§ **What you will do**: Please copy the data below word for word, starting at the line that contains "with white trim?" and ending at the line that contains "307,342 -> 585,754", both lines included.
·····
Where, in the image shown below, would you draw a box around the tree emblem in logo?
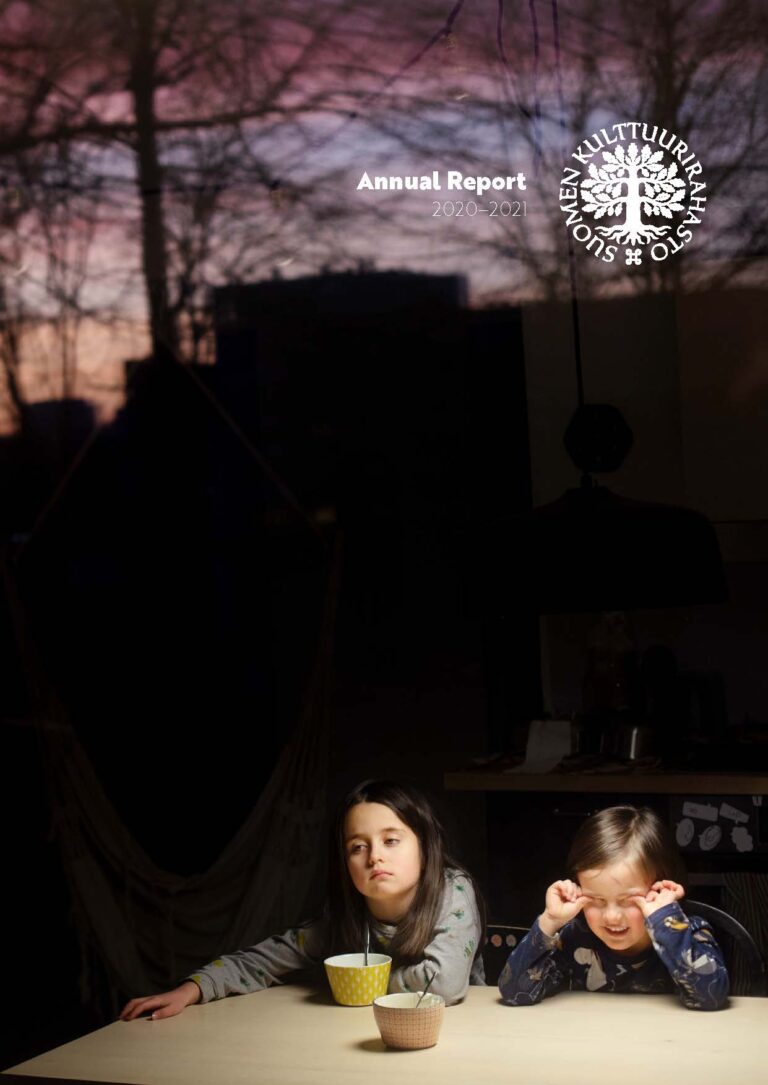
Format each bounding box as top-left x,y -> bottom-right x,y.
581,143 -> 686,245
560,120 -> 706,267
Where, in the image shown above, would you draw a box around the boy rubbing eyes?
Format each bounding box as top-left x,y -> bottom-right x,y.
499,806 -> 728,1010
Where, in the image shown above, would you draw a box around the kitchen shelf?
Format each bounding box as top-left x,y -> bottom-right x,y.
444,771 -> 768,795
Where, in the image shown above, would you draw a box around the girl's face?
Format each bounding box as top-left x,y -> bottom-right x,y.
344,803 -> 421,923
578,863 -> 651,954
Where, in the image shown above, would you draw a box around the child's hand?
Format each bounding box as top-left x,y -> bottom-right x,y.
539,878 -> 587,937
119,980 -> 200,1021
632,878 -> 686,918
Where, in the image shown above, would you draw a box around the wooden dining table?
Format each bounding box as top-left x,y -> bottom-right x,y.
0,985 -> 768,1085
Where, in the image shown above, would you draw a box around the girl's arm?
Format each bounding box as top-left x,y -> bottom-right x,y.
645,902 -> 729,1010
499,919 -> 569,1006
388,872 -> 483,1006
187,920 -> 327,1003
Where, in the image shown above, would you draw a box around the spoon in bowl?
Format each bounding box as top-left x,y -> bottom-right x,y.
413,969 -> 438,1009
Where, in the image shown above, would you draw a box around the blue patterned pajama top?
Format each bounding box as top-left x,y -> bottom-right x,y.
499,903 -> 728,1010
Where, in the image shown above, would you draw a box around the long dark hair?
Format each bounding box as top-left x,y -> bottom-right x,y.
567,806 -> 686,883
329,780 -> 483,962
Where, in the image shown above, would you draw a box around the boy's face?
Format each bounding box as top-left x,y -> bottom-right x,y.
344,803 -> 421,923
578,863 -> 651,954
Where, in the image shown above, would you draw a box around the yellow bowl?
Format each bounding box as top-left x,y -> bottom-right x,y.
373,992 -> 446,1050
324,953 -> 392,1006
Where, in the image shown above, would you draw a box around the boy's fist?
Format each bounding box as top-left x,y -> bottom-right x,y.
539,878 -> 587,937
632,878 -> 686,918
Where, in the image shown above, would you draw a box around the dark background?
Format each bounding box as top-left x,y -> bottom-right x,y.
0,0 -> 768,1067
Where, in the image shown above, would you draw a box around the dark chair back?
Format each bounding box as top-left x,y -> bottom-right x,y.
483,923 -> 529,987
681,897 -> 768,998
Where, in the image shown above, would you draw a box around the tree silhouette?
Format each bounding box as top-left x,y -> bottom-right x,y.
581,143 -> 686,245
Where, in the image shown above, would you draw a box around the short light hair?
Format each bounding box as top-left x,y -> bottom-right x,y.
567,806 -> 686,883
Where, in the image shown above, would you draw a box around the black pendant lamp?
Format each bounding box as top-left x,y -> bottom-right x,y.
518,404 -> 727,613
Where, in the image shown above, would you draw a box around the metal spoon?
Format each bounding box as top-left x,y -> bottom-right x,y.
413,969 -> 438,1009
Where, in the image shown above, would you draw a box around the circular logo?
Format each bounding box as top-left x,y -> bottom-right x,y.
560,120 -> 706,267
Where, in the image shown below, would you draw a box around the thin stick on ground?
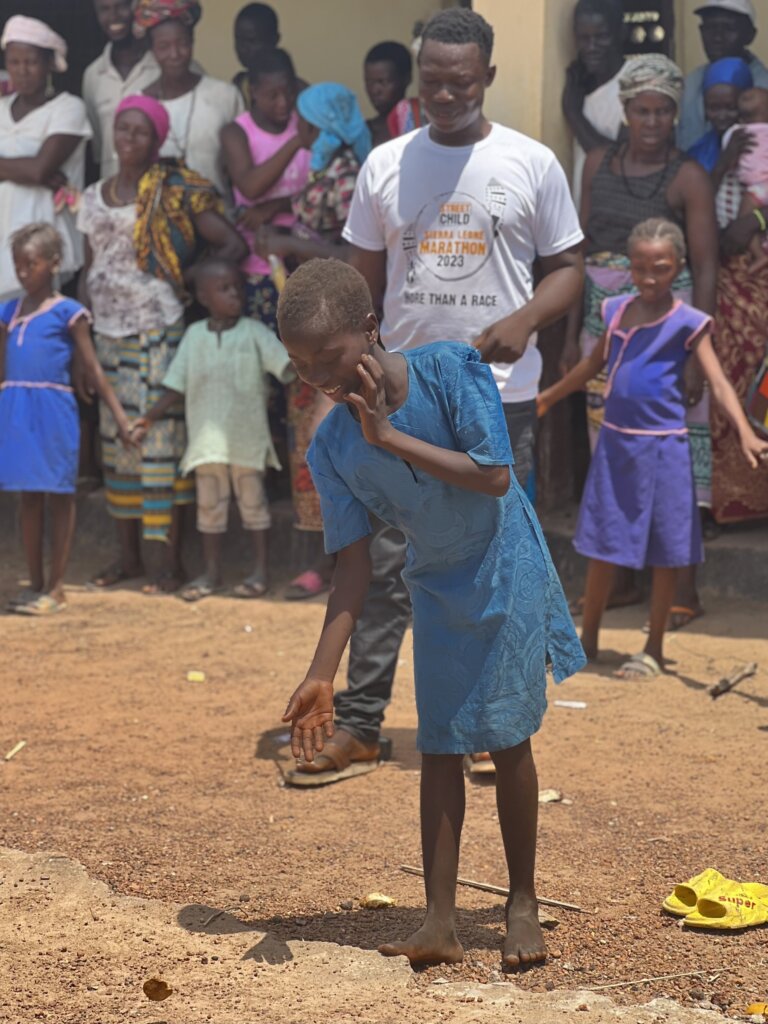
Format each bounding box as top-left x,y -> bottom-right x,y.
400,864 -> 589,913
582,967 -> 733,992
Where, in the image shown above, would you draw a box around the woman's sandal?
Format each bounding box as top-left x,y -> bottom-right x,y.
178,577 -> 221,604
86,562 -> 144,590
13,594 -> 67,617
285,737 -> 381,786
232,572 -> 267,600
464,753 -> 496,775
613,651 -> 662,679
284,569 -> 331,601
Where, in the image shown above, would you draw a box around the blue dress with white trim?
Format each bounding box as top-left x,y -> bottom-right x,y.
0,296 -> 90,495
307,342 -> 585,754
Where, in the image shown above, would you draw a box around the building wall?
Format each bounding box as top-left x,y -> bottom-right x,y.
·····
§ **Written reply**:
Where, in the image shown above, would you draw a box around the blue dress with white trim?
Format each bounding box as top-left x,y -> bottom-right x,y.
0,296 -> 90,495
307,342 -> 585,754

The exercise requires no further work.